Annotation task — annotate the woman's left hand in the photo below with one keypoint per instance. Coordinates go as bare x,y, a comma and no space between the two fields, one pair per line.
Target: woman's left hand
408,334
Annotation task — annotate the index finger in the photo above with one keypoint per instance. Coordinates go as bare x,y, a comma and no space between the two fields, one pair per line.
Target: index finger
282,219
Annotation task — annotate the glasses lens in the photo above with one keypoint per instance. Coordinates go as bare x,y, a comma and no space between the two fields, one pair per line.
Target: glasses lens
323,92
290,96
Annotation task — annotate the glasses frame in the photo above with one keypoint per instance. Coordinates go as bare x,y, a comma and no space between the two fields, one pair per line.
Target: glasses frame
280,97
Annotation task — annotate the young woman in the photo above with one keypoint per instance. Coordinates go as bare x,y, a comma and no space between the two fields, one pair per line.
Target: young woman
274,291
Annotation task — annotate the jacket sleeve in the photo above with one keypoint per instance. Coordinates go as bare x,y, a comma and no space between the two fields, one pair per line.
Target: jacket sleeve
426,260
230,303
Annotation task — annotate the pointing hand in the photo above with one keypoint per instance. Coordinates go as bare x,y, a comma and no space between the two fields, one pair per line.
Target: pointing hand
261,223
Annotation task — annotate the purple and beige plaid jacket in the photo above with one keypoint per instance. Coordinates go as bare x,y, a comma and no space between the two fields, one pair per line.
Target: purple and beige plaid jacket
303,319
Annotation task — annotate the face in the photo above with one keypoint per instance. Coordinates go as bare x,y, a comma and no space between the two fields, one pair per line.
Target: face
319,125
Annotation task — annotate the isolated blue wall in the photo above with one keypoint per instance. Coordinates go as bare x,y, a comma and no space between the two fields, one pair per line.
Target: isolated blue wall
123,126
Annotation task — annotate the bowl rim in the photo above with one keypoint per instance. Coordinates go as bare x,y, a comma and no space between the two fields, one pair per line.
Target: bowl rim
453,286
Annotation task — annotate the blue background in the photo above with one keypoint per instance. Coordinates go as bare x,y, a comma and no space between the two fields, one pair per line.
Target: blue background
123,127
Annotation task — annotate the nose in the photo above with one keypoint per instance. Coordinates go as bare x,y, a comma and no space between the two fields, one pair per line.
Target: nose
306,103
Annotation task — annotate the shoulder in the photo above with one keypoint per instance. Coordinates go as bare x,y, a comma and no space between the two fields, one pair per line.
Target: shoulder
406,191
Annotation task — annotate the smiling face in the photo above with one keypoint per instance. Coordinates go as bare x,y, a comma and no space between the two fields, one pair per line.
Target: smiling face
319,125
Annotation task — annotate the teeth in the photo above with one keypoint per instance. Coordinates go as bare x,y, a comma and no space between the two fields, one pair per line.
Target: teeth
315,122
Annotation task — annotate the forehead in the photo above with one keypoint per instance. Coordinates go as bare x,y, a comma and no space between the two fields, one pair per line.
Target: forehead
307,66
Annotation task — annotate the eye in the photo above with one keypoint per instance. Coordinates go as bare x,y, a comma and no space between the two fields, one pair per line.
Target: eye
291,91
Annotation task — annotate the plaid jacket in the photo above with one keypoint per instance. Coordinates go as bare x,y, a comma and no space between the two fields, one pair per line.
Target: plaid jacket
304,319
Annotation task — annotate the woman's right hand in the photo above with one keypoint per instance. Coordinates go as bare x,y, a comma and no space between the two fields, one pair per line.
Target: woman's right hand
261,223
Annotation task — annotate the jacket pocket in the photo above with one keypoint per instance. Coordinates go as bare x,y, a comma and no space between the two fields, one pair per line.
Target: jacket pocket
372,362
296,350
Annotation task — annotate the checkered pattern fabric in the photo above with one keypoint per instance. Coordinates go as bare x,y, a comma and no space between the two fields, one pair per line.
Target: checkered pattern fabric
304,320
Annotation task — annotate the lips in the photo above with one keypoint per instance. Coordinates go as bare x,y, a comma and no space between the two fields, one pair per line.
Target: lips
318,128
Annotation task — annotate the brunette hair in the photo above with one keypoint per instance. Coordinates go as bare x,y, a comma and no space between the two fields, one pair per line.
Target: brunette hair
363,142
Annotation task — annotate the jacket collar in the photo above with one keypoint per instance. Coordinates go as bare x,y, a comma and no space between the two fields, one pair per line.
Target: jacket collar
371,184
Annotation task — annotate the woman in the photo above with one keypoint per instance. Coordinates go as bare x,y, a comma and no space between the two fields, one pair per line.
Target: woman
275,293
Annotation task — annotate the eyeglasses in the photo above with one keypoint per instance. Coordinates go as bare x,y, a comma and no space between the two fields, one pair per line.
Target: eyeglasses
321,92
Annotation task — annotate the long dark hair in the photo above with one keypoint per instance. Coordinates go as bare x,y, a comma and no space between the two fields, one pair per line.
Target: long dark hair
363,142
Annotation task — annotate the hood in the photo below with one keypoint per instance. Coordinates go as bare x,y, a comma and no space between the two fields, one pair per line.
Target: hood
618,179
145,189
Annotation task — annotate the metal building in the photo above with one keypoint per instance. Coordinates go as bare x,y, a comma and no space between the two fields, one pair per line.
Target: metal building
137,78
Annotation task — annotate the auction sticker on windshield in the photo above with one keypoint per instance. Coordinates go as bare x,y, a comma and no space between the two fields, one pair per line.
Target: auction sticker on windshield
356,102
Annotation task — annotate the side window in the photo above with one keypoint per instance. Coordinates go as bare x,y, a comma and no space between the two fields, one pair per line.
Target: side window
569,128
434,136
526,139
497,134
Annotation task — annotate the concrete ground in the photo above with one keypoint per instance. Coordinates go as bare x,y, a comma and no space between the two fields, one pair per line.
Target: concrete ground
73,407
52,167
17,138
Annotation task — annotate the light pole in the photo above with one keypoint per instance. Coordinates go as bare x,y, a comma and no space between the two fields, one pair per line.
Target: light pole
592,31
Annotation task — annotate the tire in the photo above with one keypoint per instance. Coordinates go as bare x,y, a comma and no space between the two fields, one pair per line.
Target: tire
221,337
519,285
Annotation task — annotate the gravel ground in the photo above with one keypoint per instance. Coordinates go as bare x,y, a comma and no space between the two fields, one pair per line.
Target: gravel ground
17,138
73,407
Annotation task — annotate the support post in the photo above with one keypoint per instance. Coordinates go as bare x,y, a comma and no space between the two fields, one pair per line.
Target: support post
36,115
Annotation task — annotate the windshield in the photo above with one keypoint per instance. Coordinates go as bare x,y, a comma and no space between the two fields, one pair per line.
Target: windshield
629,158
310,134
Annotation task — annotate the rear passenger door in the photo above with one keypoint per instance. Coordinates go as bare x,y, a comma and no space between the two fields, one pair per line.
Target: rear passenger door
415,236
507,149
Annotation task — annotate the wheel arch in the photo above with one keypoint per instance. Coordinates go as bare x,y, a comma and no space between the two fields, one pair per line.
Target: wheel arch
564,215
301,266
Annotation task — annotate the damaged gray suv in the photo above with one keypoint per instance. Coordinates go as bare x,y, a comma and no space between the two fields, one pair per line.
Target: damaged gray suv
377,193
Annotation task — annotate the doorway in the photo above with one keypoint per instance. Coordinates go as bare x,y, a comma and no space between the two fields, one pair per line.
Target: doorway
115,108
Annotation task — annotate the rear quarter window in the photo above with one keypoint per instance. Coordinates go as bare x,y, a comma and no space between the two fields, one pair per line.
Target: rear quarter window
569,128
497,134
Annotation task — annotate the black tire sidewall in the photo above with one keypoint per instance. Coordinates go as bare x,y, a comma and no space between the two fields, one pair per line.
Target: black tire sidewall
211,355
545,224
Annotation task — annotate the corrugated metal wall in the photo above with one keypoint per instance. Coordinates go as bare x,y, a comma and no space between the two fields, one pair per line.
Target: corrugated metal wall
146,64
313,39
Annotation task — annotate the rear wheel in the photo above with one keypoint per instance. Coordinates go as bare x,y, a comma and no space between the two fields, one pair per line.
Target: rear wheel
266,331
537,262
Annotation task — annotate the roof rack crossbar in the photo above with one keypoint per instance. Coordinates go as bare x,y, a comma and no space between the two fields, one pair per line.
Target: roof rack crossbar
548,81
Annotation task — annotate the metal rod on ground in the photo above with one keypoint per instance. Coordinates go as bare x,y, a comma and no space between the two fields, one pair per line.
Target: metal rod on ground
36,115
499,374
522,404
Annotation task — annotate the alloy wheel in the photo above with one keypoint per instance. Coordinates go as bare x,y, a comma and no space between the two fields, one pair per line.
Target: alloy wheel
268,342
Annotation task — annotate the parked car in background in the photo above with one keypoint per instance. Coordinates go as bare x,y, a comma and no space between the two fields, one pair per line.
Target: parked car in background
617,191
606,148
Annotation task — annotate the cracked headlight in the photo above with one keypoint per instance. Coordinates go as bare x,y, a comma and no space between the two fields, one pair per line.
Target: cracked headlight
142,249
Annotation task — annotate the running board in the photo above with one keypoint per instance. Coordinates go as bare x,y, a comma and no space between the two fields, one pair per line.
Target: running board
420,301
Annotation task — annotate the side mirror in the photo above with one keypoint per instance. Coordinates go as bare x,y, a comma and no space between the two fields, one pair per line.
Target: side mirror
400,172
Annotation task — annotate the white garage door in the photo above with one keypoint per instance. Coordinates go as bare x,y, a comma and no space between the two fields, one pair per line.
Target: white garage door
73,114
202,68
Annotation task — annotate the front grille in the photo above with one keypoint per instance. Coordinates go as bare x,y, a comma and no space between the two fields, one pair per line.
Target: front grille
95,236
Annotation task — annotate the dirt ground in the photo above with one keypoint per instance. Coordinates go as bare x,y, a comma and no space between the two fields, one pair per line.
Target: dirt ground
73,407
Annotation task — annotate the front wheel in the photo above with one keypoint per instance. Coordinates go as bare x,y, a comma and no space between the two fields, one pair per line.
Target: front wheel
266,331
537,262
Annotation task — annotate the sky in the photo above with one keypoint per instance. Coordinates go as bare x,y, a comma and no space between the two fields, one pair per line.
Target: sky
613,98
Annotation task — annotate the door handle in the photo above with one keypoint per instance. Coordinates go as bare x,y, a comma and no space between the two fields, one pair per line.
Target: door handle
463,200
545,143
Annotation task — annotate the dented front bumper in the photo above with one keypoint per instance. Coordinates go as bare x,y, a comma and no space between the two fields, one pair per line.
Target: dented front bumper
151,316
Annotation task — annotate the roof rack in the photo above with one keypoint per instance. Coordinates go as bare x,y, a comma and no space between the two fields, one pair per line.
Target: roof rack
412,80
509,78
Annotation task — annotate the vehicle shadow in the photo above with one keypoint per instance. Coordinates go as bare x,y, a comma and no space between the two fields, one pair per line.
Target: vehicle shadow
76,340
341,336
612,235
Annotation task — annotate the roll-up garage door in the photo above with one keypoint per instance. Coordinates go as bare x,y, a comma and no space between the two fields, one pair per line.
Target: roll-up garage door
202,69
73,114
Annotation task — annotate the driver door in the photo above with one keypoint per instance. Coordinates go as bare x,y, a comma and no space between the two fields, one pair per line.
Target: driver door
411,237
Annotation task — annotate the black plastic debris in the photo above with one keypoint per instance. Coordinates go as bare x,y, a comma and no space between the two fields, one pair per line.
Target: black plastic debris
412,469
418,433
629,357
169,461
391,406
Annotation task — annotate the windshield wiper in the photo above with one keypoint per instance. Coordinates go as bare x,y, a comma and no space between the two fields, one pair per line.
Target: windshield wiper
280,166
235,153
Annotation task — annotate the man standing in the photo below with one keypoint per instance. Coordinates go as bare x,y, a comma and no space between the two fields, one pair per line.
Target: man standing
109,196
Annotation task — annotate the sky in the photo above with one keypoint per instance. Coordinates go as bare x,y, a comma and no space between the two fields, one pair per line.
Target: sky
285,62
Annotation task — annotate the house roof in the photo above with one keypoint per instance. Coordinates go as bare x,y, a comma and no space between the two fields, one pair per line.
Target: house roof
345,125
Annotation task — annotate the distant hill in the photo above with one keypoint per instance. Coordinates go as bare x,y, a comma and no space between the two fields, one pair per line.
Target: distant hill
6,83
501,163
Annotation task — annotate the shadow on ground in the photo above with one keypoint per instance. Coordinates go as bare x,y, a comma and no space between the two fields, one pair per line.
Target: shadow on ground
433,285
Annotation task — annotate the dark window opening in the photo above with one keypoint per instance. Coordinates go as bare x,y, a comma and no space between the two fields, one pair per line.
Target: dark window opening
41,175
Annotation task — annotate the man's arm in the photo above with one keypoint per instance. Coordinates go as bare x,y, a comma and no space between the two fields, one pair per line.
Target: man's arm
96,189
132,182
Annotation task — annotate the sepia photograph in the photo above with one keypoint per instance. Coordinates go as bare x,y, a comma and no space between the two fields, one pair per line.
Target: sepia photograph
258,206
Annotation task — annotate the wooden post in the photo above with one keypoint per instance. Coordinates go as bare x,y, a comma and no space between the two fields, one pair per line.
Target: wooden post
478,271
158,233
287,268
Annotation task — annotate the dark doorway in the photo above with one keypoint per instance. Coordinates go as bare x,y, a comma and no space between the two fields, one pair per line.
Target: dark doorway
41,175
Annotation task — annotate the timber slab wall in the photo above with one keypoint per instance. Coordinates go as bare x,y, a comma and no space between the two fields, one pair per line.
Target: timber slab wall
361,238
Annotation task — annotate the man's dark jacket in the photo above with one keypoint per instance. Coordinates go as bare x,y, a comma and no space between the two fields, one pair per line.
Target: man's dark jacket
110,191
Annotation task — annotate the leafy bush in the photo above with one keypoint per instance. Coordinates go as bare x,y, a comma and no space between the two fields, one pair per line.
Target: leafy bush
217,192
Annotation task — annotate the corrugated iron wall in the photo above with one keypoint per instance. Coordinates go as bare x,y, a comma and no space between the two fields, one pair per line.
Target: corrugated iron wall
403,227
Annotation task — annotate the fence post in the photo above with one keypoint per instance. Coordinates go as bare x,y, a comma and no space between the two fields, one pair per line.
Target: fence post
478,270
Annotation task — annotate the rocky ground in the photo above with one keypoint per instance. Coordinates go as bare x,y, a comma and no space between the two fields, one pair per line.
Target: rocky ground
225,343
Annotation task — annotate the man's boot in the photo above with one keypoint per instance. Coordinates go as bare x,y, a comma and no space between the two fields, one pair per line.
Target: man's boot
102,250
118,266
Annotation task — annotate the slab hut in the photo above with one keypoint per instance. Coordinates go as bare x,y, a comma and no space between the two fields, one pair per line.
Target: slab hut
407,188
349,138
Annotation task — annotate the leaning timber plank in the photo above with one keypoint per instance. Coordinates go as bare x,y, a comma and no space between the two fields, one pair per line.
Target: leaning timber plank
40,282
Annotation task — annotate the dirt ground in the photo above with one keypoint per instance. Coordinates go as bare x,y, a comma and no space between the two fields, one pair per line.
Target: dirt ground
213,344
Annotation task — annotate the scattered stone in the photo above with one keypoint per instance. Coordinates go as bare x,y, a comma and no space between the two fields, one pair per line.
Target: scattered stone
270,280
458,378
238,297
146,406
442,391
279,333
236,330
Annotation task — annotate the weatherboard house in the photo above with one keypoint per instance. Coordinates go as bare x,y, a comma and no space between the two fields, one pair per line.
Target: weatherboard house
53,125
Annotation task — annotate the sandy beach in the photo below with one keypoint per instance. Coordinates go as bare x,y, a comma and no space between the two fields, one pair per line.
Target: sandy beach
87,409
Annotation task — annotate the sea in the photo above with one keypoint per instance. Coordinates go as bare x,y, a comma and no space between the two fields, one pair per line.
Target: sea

> [GIVEN INSTRUCTION]: Set down, word for word, every line from the line that holds "Annotation task — annotate the rocky" to the end of the entries above, including both ends.

> [TASK SOLUTION]:
Annotation task — annotate the rocky ground in the photo above with one keypoint per instance. Coordinates go as bare x,y, a comma and no space between the two fields, one pair per line.
Target: rocky ground
225,343
Annotation task — annotate the man's boot in the photo above with one keypoint per instance. Coordinates go as bare x,y, a comma and no space between the two fields, one pair per line.
Target: man's boot
102,250
118,266
Annotation task — annotate the slab hut in the photo above with one keypoint per instance. Coordinates go as bare x,y, a comma and no space between the two fields, one pair per line.
Target: slab hut
407,188
349,138
Annotation task — annotate the leaning timber plank in the photo above with one keypoint per instance. Coordinates go as bare x,y, a comma and no space between the two fields, one pair per line.
Target: leaning timber plank
40,282
Annotation task — annotate the dirt ground in the photo above with one keypoint per instance. Coordinates go as bare x,y, a comma and no space between the two fields, one pair per line.
Target: dirt ground
213,344
Annotation task — annotate the scattered stone in the photo above with one keypoint per instance. Coordinates go as bare x,y, a comma and no space between the two fields, one pair per line.
Target: scattered stone
270,280
458,378
238,297
146,406
442,391
279,333
236,330
Annotation task — annotate the weatherboard house in the photo above with one keypoint per instance. Coordinates go as bare x,y, a comma and no space between the two fields, one pair per line.
Target: weatherboard house
53,125
Annotation task — annotate the sandy beach in the photo below with one keypoint per instance. Coordinates go as bare x,y, a comma and no space between the two fields, one pair per line.
Target: sandy beach
87,409
Annotation task — annotate the sea in the photo above with one keypoint per instance. Coordinates go as bare x,y, a comma and no space between the two fields, one pair per line.
Target: sea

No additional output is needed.